* [Direction 1]: From the web lecture on team communication, quote the part that opens with the words containing "Welcome to group" and closes with "teams and groups.".
* [Direction 2]: According to the web lecture on team communication, why are people who use the internet no longer tied to wire and specific locations? Answer in one to three sentences.
* [Direction 3]: Continue the web lecture on team communication from its last sentence.

* [Selected passage]:
Welcome to group and team communication in the 21st century—both different and the same as group and team communication in the 20th century. Although the authors of your text discuss virtual teams in Chapter 7, few teams in organizations only meet online. And the more important issue isn't whether or not teams meet online or offline, but how they use the tools available to meet their communicative goals.

In this web lecture, I first discuss the implications of today's pervasive communication environment for groups and teams. Second, I address the issue of "real" versus "virtual" communication. Finally, I introduce the notion of the communication imperative and how it applies to teams and groups.

Living in a Pervasive Communication Environment

You probably associate new communication technologies with the internet, smart phones, tablets, and similar digital media. But the printing press, telegraph, and telephone were all new communication technologies in their time. What's different this time?

The printing press allowed the mass distribution of information from one person or party, such as a newspaper publisher, to many people. With the telegraph, people for the first time could send brief messages almost instantaneously across long distances. The telephone provided voice transmission and a person-to-person connection from people's homes and businesses. The internet gave individuals a wide variety of ways to communicate and share information, but initially still left them tied to wire and specific locations. However, with WiFi (wireless fidelity) enabled laptops, cell phones, and similar devices, you can access the internet from an increasing number of locations.

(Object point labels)
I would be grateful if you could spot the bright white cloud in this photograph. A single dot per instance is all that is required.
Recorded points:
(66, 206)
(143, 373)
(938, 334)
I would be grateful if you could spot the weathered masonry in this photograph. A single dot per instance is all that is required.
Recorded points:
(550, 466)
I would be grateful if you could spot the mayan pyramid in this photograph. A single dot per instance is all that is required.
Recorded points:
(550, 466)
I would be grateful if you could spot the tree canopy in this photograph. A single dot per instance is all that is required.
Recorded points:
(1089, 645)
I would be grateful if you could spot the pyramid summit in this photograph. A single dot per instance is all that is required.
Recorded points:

* [Task result 1]:
Welcome to group and team communication in the 21st century—both different and the same as group and team communication in the 20th century. Although the authors of your text discuss virtual teams in Chapter 7, few teams in organizations only meet online. And the more important issue isn't whether or not teams meet online or offline, but how they use the tools available to meet their communicative goals.

In this web lecture, I first discuss the implications of today's pervasive communication environment for groups and teams. Second, I address the issue of "real" versus "virtual" communication. Finally, I introduce the notion of the communication imperative and how it applies to teams and groups.

* [Task result 2]: At first the internet left people tied to wire and specific locations. Now WiFi-enabled laptops, cell phones, and similar devices let them get online from an increasing number of locations.

* [Task result 3]:
You probably can't imagine life without your cell phone. In less than a decade, cell phones have gone from a search-for-a-signal tech-toy for the wealthy to the most pervasive mobile computing platform on the planet. In some countries, there are more cell phones than people. Nearly all the world has cell phone coverage—about 80% currently. With 2.6 billion subscribers world wide and a predicted 4 billion subscribers by 2010, mobile phones have become an integral part of daily life no matter where you live (Nystedt, 2006). Moreover, cell phones have evolved from simple portable telephones to mobile devices that allow you to text message, take photos or even video, play music and video games, check email, and surf the web. The combination of mobility and more computer power in the palm of your hand than the Apollo spacecraft that first visited the moon has greatly altered the communication terrain. Now you can send text, images, audio, and video to one person or millions while you relax in your room or even ride the bus.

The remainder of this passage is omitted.